● **REQUEST**
Show every line of the entries below that contains the string "overhead", matching case exactly.

Data items:
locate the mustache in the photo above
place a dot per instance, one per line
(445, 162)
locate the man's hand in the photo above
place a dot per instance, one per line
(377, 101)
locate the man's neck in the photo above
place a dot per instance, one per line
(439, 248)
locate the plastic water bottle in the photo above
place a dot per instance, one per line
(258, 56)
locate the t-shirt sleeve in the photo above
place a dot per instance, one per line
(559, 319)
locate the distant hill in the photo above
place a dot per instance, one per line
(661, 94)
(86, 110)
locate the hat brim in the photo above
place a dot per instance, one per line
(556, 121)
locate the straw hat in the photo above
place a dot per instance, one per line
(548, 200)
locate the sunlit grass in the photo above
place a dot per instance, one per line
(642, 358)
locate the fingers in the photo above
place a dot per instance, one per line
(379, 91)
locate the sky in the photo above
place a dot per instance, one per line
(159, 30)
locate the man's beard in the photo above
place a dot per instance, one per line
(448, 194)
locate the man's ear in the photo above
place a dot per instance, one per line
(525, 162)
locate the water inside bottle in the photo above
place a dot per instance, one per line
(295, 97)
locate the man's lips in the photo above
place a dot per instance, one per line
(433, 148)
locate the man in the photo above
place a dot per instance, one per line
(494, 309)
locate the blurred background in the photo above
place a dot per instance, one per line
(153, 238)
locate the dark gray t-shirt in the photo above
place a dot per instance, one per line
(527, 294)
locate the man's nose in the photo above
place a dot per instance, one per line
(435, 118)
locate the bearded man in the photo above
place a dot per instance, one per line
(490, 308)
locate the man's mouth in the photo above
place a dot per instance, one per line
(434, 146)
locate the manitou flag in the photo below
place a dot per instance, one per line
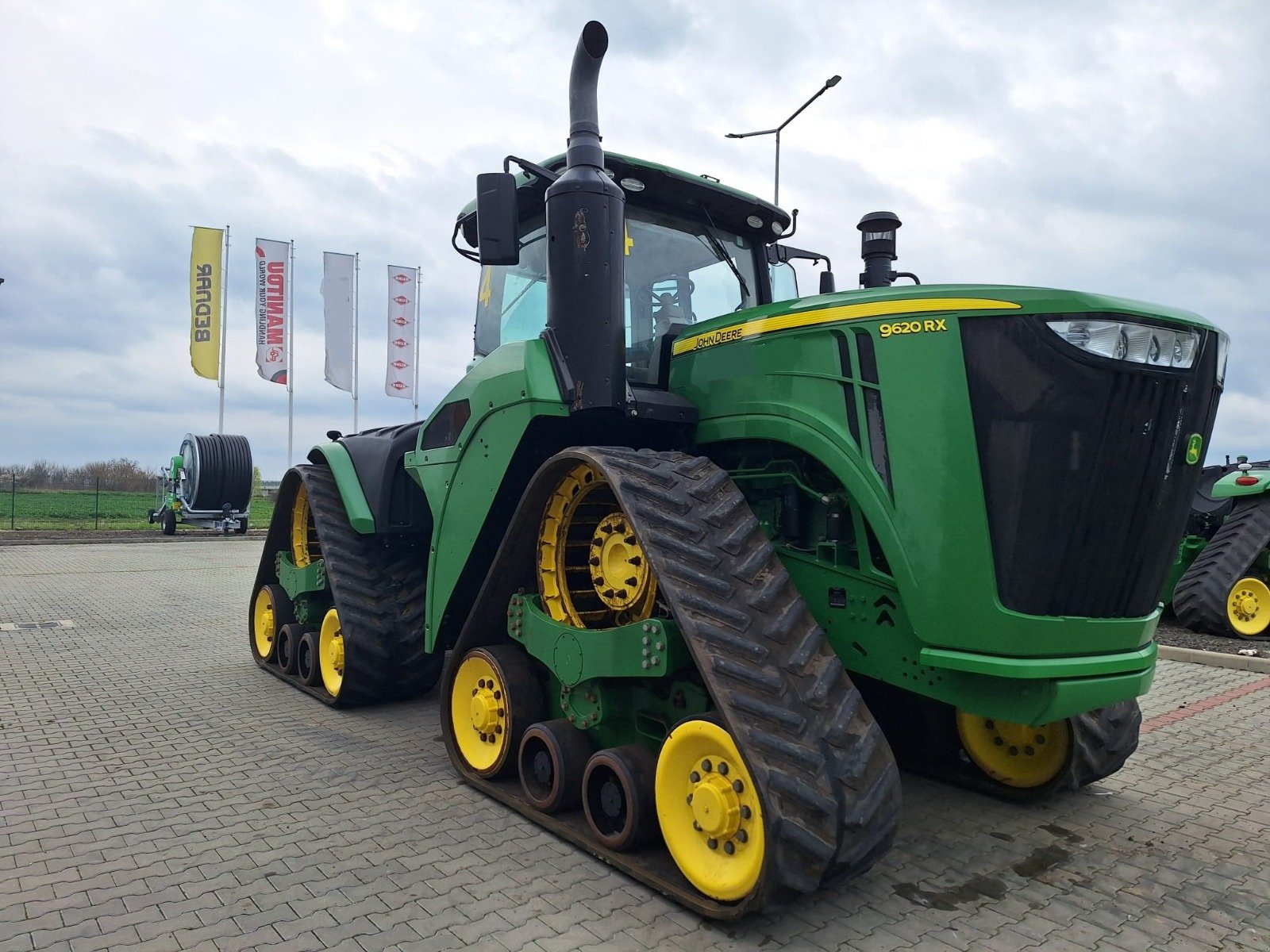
(205, 302)
(272, 306)
(338, 308)
(402, 333)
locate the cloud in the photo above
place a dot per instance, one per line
(1110, 148)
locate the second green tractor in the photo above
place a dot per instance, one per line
(708, 560)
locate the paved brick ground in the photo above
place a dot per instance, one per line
(158, 791)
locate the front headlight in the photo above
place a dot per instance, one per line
(1130, 340)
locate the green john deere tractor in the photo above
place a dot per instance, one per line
(1218, 581)
(708, 562)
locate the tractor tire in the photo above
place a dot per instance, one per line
(1103, 742)
(1222, 593)
(378, 588)
(819, 766)
(927, 740)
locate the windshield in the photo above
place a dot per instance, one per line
(677, 271)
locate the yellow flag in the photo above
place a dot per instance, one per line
(205, 302)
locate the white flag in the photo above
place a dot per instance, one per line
(272, 306)
(338, 308)
(402, 334)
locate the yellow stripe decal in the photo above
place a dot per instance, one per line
(829, 315)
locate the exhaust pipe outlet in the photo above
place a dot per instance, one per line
(586, 245)
(878, 248)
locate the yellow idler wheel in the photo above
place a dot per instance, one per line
(495, 697)
(592, 570)
(1248, 607)
(271, 609)
(305, 549)
(1015, 754)
(330, 653)
(709, 810)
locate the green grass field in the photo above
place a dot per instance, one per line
(54, 509)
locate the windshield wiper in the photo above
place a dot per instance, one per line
(715, 245)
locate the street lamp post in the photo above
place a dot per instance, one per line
(829, 84)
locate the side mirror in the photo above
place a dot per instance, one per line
(497, 234)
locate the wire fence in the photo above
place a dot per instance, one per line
(105, 505)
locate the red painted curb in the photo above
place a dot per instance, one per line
(1208, 704)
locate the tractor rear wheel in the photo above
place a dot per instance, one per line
(271, 609)
(709, 810)
(495, 696)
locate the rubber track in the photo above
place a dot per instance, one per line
(826, 774)
(1199, 598)
(1103, 740)
(378, 589)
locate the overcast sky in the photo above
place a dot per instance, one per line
(1117, 148)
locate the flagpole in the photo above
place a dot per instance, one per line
(225, 298)
(357, 274)
(418, 272)
(291, 384)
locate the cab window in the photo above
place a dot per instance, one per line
(677, 272)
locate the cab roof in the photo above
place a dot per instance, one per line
(664, 190)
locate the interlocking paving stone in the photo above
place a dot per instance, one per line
(160, 793)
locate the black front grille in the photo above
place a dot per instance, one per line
(1083, 463)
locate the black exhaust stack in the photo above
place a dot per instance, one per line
(586, 241)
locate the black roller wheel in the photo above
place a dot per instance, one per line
(552, 759)
(619, 799)
(306, 659)
(289, 647)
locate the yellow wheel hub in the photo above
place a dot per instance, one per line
(330, 653)
(305, 549)
(619, 569)
(592, 570)
(709, 810)
(478, 711)
(1015, 754)
(264, 622)
(1248, 609)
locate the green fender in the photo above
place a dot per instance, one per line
(337, 457)
(1227, 488)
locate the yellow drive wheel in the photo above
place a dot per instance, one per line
(1015, 754)
(592, 570)
(305, 549)
(330, 653)
(271, 609)
(1248, 607)
(709, 810)
(493, 698)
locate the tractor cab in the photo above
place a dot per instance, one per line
(692, 249)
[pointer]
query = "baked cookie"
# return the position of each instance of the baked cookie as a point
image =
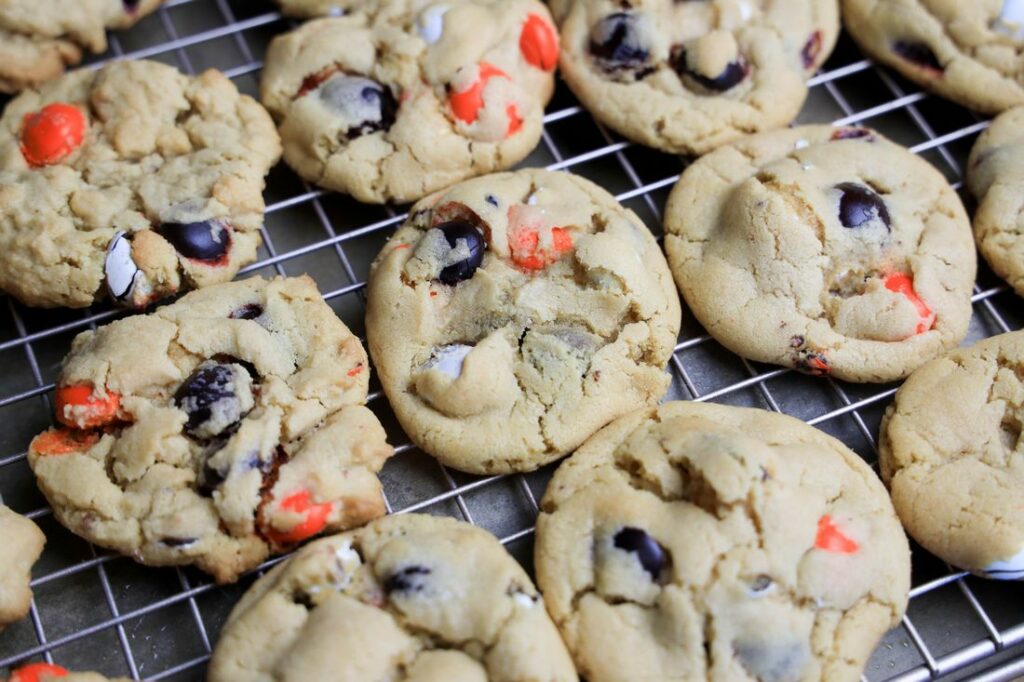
(406, 97)
(133, 180)
(43, 672)
(688, 77)
(513, 315)
(828, 250)
(409, 597)
(216, 430)
(23, 544)
(952, 455)
(970, 52)
(40, 38)
(701, 542)
(995, 177)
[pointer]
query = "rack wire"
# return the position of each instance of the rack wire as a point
(96, 610)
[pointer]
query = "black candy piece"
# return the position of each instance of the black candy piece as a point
(207, 240)
(615, 43)
(463, 269)
(206, 386)
(919, 53)
(410, 579)
(651, 555)
(859, 205)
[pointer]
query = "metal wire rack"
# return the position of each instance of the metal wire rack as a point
(95, 610)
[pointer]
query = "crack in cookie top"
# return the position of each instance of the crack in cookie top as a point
(828, 250)
(970, 52)
(134, 176)
(215, 430)
(398, 99)
(716, 543)
(952, 455)
(688, 77)
(23, 545)
(995, 177)
(514, 314)
(40, 38)
(407, 597)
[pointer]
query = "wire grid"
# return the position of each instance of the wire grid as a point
(95, 610)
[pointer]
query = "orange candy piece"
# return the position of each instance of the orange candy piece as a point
(64, 441)
(87, 410)
(539, 43)
(35, 673)
(902, 284)
(51, 133)
(830, 539)
(314, 521)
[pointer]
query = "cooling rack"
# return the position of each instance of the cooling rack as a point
(94, 610)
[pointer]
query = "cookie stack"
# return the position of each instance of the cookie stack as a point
(513, 318)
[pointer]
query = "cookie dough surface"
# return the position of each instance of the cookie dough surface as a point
(828, 250)
(398, 99)
(688, 77)
(514, 314)
(702, 542)
(216, 430)
(133, 180)
(23, 544)
(970, 52)
(406, 598)
(40, 38)
(995, 177)
(953, 458)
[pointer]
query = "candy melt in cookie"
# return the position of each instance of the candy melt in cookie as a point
(226, 427)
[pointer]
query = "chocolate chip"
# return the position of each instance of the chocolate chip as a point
(859, 205)
(206, 241)
(461, 232)
(918, 53)
(411, 579)
(649, 553)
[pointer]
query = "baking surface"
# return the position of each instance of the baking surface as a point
(94, 610)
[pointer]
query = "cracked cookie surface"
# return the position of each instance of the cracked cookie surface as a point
(398, 99)
(23, 544)
(702, 542)
(41, 38)
(215, 431)
(953, 458)
(132, 181)
(828, 250)
(406, 598)
(970, 52)
(688, 77)
(514, 314)
(995, 177)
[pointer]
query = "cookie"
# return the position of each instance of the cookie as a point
(23, 545)
(514, 314)
(402, 98)
(702, 542)
(40, 38)
(43, 672)
(215, 431)
(827, 250)
(132, 181)
(950, 453)
(688, 77)
(967, 51)
(995, 177)
(407, 597)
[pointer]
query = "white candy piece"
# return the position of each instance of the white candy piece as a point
(120, 269)
(448, 359)
(430, 24)
(1011, 569)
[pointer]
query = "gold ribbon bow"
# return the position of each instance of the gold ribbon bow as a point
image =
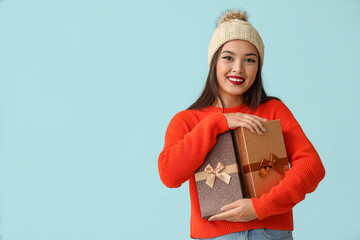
(275, 163)
(220, 171)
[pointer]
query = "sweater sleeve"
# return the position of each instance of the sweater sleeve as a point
(185, 149)
(305, 173)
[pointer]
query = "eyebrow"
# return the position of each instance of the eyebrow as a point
(248, 54)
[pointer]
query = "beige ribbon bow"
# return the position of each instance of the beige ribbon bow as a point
(210, 180)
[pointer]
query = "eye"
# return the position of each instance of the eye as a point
(249, 60)
(227, 58)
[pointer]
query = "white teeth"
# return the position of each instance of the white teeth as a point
(235, 79)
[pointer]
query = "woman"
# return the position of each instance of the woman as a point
(234, 97)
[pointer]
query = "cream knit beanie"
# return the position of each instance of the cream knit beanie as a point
(233, 25)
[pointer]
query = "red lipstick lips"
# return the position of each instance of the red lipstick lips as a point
(236, 80)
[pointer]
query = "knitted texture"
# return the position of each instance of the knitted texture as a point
(232, 28)
(192, 133)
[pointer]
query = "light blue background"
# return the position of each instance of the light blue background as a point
(87, 89)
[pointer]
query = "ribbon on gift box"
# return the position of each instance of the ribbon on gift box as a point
(220, 171)
(264, 166)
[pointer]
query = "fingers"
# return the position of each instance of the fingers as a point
(232, 205)
(254, 123)
(223, 216)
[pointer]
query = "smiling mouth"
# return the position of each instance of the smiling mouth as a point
(236, 80)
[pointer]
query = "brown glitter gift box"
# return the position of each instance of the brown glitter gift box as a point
(263, 158)
(217, 180)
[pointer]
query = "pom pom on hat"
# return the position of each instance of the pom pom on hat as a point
(230, 15)
(233, 25)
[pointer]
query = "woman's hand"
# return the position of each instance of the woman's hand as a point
(252, 122)
(239, 211)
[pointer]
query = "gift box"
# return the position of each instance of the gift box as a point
(217, 180)
(263, 157)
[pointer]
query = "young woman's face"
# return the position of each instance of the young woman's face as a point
(236, 69)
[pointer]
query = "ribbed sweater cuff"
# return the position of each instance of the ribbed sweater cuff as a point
(261, 208)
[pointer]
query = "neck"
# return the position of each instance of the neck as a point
(229, 102)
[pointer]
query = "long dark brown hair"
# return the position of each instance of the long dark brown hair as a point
(253, 97)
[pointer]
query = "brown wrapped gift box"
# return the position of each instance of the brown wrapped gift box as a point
(213, 198)
(263, 157)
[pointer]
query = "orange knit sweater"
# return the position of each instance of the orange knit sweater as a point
(192, 133)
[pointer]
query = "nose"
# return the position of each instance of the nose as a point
(238, 66)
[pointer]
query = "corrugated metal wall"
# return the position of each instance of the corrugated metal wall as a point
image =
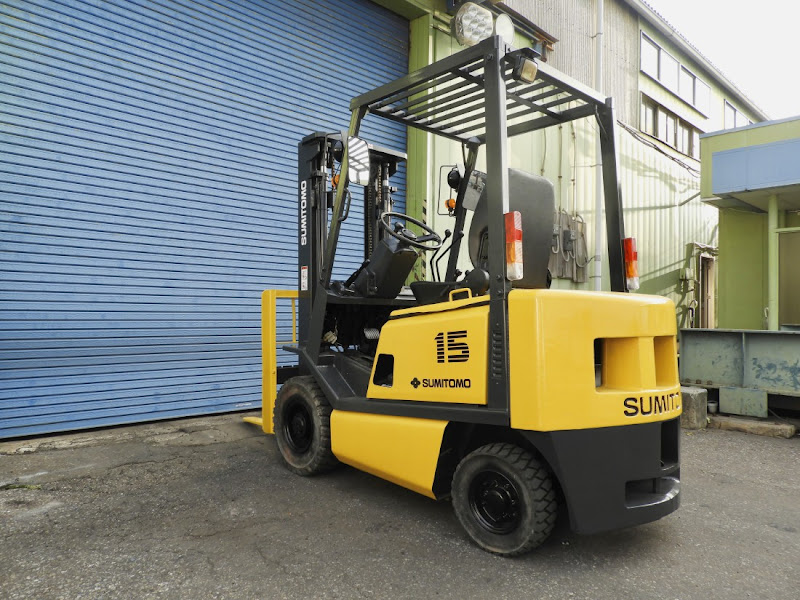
(574, 23)
(147, 179)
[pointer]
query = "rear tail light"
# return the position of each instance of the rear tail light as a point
(631, 263)
(513, 222)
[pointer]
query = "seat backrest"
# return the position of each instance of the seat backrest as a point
(534, 198)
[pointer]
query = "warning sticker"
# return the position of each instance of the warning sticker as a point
(303, 279)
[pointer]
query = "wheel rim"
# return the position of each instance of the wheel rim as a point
(494, 502)
(298, 426)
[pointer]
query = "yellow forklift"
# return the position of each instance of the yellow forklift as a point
(485, 387)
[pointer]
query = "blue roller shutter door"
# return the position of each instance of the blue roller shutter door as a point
(147, 182)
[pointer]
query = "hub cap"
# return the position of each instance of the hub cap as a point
(494, 502)
(298, 426)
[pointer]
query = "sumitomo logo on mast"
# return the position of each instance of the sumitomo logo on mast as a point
(303, 213)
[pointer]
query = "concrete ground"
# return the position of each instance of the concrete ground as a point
(203, 508)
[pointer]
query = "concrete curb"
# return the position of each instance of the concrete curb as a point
(220, 428)
(756, 427)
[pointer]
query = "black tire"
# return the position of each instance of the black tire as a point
(302, 425)
(504, 499)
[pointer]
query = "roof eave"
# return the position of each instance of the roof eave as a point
(666, 29)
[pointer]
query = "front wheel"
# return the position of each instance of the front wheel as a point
(504, 499)
(303, 427)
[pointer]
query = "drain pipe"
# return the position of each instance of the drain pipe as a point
(598, 193)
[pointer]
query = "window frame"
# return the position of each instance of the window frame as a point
(660, 123)
(700, 102)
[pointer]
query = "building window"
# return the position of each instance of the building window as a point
(734, 117)
(659, 122)
(664, 68)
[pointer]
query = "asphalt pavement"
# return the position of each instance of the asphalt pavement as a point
(203, 508)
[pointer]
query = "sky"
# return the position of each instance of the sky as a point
(754, 43)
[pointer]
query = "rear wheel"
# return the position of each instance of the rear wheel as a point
(302, 427)
(504, 499)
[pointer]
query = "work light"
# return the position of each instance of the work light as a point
(472, 24)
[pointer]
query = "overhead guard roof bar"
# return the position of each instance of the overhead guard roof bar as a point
(447, 98)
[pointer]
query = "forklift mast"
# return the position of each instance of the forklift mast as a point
(317, 157)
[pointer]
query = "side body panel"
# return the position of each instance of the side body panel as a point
(552, 348)
(402, 450)
(438, 354)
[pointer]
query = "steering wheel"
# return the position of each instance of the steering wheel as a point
(409, 237)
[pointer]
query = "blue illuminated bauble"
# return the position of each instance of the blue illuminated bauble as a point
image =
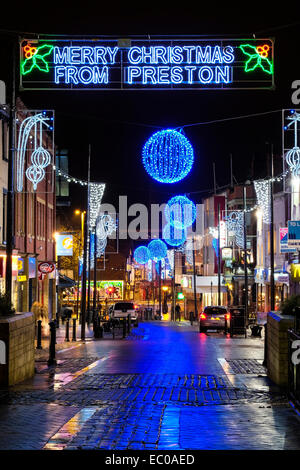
(180, 212)
(142, 255)
(168, 156)
(158, 250)
(174, 236)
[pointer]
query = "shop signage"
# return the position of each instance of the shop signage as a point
(294, 233)
(31, 268)
(21, 266)
(46, 268)
(2, 352)
(227, 253)
(173, 63)
(64, 245)
(295, 272)
(283, 237)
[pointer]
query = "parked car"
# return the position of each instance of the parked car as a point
(214, 318)
(123, 309)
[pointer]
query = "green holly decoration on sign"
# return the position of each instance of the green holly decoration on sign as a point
(35, 58)
(258, 58)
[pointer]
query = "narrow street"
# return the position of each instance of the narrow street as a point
(163, 387)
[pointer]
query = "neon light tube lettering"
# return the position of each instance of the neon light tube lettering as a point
(131, 55)
(190, 70)
(61, 56)
(228, 56)
(133, 72)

● **FULL RESPONSE**
query = "overhead guard roof bar"
# return the position of each instance of the overhead guard roof bar as a point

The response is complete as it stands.